- _DO THIS_
Would you return the complete listing below word for word?

- _DATA PROVIDED_
○ ○ ○
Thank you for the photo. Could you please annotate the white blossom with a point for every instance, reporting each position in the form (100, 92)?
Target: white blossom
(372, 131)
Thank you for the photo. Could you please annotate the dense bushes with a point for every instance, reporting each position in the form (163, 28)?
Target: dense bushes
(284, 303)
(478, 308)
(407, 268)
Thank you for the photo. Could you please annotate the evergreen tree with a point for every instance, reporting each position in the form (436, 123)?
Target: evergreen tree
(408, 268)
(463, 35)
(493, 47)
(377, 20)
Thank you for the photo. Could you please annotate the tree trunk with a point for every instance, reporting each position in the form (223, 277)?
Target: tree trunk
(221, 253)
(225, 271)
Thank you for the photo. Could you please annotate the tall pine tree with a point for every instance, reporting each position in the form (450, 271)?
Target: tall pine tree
○ ○ ○
- _RESPONSE_
Thank you for the photo. Could you please annotate the white blossom with a point for every instance, reporting each position in the form (100, 92)?
Target: white blossom
(372, 131)
Thank you for the photo. Could you please annotate the dense bushes with a point for every instance, reporting each position in the form (163, 28)?
Target: dense bushes
(284, 303)
(478, 308)
(407, 268)
Thank you for the photo. Could you please annotate the evergreen tree with a point for every instance, reporting each position in the form (436, 123)?
Target: evergreen tree
(408, 268)
(463, 35)
(493, 47)
(377, 20)
Thank you for the photo. Could you please annotate the tree trunk with a point for every instance, reporting each position in the form (223, 277)?
Target: tree trunk
(221, 253)
(225, 271)
Thank you for the photo. Could you please annotate the tall pine tree with a point for every instance, reporting each position in the form (450, 271)?
Target: tall pine tree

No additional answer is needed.